**EXCERPT PROVIDED**
● ● ● ● ●
The number of confirmed Ebola cases in the Democratic Republic of Congo has climbed to 260 as officials updated their estimates of the outbreak's size and international health organizations warned of the risk of further spread.
Health Minister Roger Kamba reported the revised tally Saturday at a press conference in Bunia, the city at the epicentre of the outbreak, and said U.S. health authorities had agreed to support Congo's use of an experimental antibody treatment in a mid-stage trial. The research will help determine the efficacy of the medication, "which is very promising," he said.
Outbreak Details and Response
The outbreak, caused by the rare Bundibugyo strain of Ebola virus, has been reported across more than a dozen health zones in three Congolese provinces. Uganda has recorded nine cases, one of them fatal. Doctors Without Borders says the epidemic may be spreading faster than responders can fully assess, with hundreds of samples still awaiting testing.
"The reality today is that nobody knows the true scale and severity of this outbreak," said Alan Gonzalez, deputy director of operations with the medical group also known as Médecins Sans Frontières, in a statement Saturday. "Never before has an Ebola outbreak recorded so many cases so soon after its declaration."
The number of suspected cases fell to 349 on Thursday from a peak of 1,077 reported Tuesday after investigations and laboratory testing confirmed some infections and ruled out others, according to health ministry data.
Authorities have conducted more than 900 Ebola tests and expanded laboratory capacity to process 200 to 300 samples a day, Kamba said, helping investigators clarify the scale of the outbreak after weeks of uncertainty about how widely the virus had spread.
● ● ● ● ●
**EXTRACTED DATA**

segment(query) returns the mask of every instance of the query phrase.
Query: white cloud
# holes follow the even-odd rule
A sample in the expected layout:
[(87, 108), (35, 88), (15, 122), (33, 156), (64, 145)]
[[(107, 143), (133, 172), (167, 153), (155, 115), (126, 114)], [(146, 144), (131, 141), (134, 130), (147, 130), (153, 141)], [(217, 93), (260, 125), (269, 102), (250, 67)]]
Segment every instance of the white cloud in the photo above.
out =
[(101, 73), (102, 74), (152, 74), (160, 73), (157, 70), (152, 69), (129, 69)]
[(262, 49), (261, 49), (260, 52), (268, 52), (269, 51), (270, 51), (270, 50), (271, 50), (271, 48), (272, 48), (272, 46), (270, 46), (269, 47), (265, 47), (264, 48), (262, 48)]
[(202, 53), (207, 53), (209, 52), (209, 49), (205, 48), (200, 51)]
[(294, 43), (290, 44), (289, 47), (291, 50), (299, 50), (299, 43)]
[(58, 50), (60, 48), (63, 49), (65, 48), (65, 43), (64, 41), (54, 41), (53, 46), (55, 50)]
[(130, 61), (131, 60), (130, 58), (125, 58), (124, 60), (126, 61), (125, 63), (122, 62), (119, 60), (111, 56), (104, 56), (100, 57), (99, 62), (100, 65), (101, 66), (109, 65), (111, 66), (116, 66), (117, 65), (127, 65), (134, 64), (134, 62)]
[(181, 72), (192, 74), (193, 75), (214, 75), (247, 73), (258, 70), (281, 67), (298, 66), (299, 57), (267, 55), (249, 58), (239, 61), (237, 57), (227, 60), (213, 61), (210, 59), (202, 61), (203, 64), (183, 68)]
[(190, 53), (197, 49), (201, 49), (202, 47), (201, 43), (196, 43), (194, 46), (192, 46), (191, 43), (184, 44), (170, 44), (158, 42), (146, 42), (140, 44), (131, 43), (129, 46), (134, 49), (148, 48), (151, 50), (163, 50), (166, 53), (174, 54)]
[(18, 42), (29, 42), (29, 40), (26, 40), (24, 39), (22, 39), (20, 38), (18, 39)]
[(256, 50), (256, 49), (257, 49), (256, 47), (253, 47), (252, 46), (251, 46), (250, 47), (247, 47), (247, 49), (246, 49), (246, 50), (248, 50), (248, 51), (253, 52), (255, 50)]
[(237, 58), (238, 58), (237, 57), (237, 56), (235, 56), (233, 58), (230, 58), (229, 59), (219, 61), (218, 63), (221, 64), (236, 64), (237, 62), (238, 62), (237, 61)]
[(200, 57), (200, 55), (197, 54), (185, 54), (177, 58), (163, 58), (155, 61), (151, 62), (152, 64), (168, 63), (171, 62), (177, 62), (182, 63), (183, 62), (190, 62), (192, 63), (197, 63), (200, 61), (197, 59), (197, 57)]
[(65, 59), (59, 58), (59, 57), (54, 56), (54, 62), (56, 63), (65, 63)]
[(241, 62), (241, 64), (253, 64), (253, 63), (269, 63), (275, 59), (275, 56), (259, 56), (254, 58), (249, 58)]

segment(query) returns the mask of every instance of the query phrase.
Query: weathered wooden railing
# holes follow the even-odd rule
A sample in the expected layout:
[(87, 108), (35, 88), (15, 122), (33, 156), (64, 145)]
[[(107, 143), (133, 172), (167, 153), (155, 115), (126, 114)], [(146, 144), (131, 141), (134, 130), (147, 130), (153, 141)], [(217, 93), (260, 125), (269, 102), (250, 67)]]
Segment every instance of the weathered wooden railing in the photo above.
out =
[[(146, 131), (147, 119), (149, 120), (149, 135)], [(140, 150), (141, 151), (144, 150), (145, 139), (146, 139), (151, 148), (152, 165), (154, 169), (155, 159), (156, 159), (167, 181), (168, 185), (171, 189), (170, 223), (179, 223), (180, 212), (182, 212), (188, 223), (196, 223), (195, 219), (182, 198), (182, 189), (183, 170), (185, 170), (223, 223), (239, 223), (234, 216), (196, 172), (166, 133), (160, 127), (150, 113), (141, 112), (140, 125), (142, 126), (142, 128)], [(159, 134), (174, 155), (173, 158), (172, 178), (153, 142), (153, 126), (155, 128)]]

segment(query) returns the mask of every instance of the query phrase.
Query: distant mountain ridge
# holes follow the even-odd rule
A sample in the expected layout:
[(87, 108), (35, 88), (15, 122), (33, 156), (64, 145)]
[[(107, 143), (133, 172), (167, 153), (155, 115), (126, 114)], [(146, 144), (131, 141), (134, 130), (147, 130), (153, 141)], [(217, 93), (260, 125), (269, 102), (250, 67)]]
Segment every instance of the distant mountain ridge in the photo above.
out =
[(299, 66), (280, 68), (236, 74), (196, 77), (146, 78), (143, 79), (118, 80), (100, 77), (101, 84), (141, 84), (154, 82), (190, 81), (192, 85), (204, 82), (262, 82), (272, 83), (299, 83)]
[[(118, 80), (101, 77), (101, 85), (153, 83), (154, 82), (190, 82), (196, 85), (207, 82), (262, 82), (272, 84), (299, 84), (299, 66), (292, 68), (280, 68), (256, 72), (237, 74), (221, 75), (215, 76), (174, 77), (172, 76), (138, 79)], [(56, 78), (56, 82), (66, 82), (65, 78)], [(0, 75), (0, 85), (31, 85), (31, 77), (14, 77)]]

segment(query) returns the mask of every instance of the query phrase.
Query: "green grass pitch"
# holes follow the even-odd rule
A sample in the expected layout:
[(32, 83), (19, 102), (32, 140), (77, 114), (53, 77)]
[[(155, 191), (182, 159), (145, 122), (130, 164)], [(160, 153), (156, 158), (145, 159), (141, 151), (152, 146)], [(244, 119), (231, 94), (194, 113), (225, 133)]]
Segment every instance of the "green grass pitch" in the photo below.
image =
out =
● ● ● ● ●
**WHAT YOU WILL DO**
Write the next few paragraphs of the article on the Ebola outbreak in the Democratic Republic of Congo, starting right after its final sentence.

**EXPECTED ANSWER**
Testing Backlog and Health Worker Infections
Still, new suspected cases are being reported daily, and "hundreds of samples remain untested," Gonzalez said.
Among 84 newly confirmed cases reported late last week were five health-care workers in Bunia, raising concern that infection control is inadequate in health facilities.
Congo received support from the U.S. Centers for Disease Control and Prevention to pursue use of an experimental antibody treatment in a so-called phase-2 trial, Kamba said, without specifying which one. The therapy has shown promise in animal studies and early human testing, he said, with initial doses expected to arrive soon for further evaluation.
Candidate Therapeutics
Independent experts advising the World Health Organization last week recommended prioritizing three candidate therapeutics for evaluation in clinical trials among confirmed Bundibugyo cases: the monoclonal antibodies MBP134 and Maftivimab, as well as Gilead Sciences Inc.'s antiviral remdesivir.
Even though there are no approved vaccines or treatments for the Bundibugyo strain, WHO Director-General Tedros Adhanom Ghebreyesus encouraged those affected to seek early treatment.